Records to use:
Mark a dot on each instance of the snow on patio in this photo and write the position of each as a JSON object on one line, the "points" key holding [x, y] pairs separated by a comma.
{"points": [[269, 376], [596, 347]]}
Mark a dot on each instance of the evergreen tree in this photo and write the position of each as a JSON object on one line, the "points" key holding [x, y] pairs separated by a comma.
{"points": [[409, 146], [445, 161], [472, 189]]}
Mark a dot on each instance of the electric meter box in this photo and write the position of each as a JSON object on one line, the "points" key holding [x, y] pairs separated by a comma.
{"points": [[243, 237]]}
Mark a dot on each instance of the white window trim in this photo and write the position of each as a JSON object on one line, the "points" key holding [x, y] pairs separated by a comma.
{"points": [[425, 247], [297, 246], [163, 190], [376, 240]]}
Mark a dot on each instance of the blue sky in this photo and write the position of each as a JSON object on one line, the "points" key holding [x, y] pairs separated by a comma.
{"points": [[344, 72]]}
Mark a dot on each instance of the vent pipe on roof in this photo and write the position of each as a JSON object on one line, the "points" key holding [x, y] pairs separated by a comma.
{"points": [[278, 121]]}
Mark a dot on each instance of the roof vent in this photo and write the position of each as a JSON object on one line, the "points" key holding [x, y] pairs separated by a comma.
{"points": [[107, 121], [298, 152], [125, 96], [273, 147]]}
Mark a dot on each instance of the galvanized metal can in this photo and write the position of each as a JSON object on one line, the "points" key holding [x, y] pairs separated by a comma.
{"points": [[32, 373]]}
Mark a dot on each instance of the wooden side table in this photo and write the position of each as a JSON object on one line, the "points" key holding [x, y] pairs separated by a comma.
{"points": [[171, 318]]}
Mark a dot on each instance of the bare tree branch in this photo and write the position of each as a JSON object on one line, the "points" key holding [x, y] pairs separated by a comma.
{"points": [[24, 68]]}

Assigned task:
Each record must be output exactly, with none omitted.

Exercise output:
Mark a dot on each instance of the snow on patio in this photo and write the position of each as a JSON object on one line, the "points" key holding [x, y] pairs separated by a comma.
{"points": [[269, 376], [596, 347]]}
Mark a dot on each instance of the evergreen tree in this photo and write the position of each as a JSON object on one line, the "points" key holding [x, y] pairs separated by a comma.
{"points": [[409, 146], [445, 161], [472, 189]]}
Mark a dot on each instance of the electric meter box in this photo and write the position of each as a JSON object on one line, the "points" key holding [x, y] pairs separated by a comma.
{"points": [[243, 237]]}
Mark a dot on each instance of the white window trim in this photo and write the position of each as a JSON object on one line, the "points" key holding [x, y] pairs separated by a comma.
{"points": [[425, 247], [297, 246], [163, 190], [376, 240]]}
Mark a dot on each instance of the blue sky in this photo and write the position of each as a JSON object on one line, the "points" key holding [x, y] pairs separated by a comma.
{"points": [[344, 72]]}
Mark a dot on each instance of the vent pipe on roof in this photo and write the position of each as a JSON object on one line, the "points" key holding [x, y] pairs separated by a comma.
{"points": [[278, 121]]}
Mark a dot on each instance of the roof vent in this photo and write the position of each as a JSON object on one line, the "points" key holding [x, y] pairs separated by a comma.
{"points": [[107, 121], [298, 152], [125, 96], [273, 147]]}
Mark a dot on each instance of the galvanized metal can in this photo and write the position of each as a JSON object on one line, the "points" key holding [x, y] pairs separated by a comma.
{"points": [[32, 373]]}
Mark a dot on each instance of the wooden side table in this photo and write the position of each as a JSON object on one line, the "points" key holding [x, y] pairs separated by a comma.
{"points": [[171, 318]]}
Mark a dot on each instance of the bare tree branch in this photo and write the position of each as a JSON object on one line, the "points" key holding [x, y] pairs separated by a comma.
{"points": [[24, 68]]}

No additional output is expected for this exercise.